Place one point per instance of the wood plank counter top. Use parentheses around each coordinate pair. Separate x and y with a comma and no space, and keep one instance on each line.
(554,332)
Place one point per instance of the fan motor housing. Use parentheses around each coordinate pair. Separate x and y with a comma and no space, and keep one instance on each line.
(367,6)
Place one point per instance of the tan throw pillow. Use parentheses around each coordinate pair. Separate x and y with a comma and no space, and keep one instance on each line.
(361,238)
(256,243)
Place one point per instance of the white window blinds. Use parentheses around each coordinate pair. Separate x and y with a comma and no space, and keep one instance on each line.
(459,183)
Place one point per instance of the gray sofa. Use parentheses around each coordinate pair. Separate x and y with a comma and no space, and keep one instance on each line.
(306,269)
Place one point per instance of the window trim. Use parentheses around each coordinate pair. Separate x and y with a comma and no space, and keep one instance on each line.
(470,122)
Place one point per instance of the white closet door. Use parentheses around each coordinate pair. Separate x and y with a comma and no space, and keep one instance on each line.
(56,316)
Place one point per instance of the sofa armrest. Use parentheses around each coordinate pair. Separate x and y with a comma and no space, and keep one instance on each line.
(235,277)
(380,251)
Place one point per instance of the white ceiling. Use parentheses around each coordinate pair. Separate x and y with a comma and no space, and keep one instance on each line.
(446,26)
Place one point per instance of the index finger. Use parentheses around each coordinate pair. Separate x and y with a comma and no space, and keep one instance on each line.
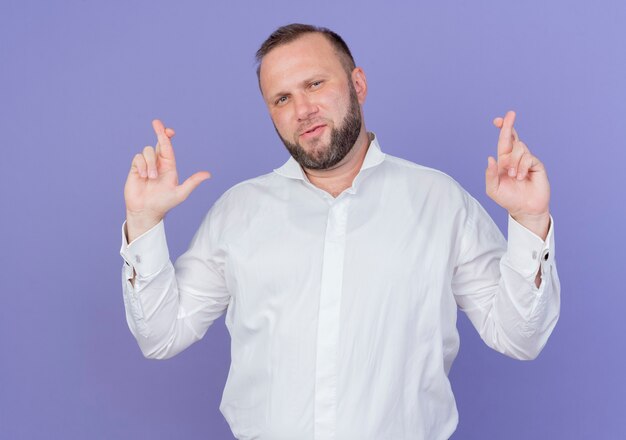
* * * * *
# Aim of the task:
Rewrite every line of the records above as a numbered list, one line per item, omitting blank lines and leaving out the picture.

# Completed exercise:
1. Place one point per instance of the wood plank counter top. Use parentheses around each coordinate pair. Separate x and y with a comma and no space, and keep one instance on each line.
2. (554,332)
3. Place one point per instance of the fan motor housing. Use parentheses around each coordinate pair. Separate x and y with a comma and no space, and keep one instance on each line.
4. (367,6)
5. Place one point per instance of the tan throw pillow. Use parentheses around each coordinate pair. Separate x and y with a comma and no space, and keep one instance on each line.
6. (361,238)
7. (256,243)
8. Place one point per instance of the white window blinds. Use parentheses around each coordinate pair. Separate x and y with a comma and no space, and keep one instance on each line.
9. (459,183)
10. Place one point per instance of the gray sofa. Use parentheses around each coordinate pair. Separate x and y with a comma and no space, and keep one instance on each line.
11. (306,269)
12. Place one point per instance of the window trim. Use parentheses around each coordinate pair. Separate x and y with a comma and no space, and keep one instance on each line.
13. (470,122)
14. Place one point per instance of the white closet door. Use parentheses around each coordinate pair. Separate x and y with a comma and no space, and keep one instance on each line.
15. (56,316)
16. Place one point per instance of the sofa armrest. Use parentheses around each coordinate pair. Separate x and y with a comma and no space, and keep one instance on each line.
17. (235,277)
18. (380,251)
19. Place one point per instance of the white ceiling. Use parentheses around each coordinate pair. Separate x and y with a comma and no space, and keep one instance on each line.
20. (446,26)
21. Place one point per instance of the index finger. Use parentheses around each coordinate pair. Separate x and y with a comma and no space, and keep one instance on each line.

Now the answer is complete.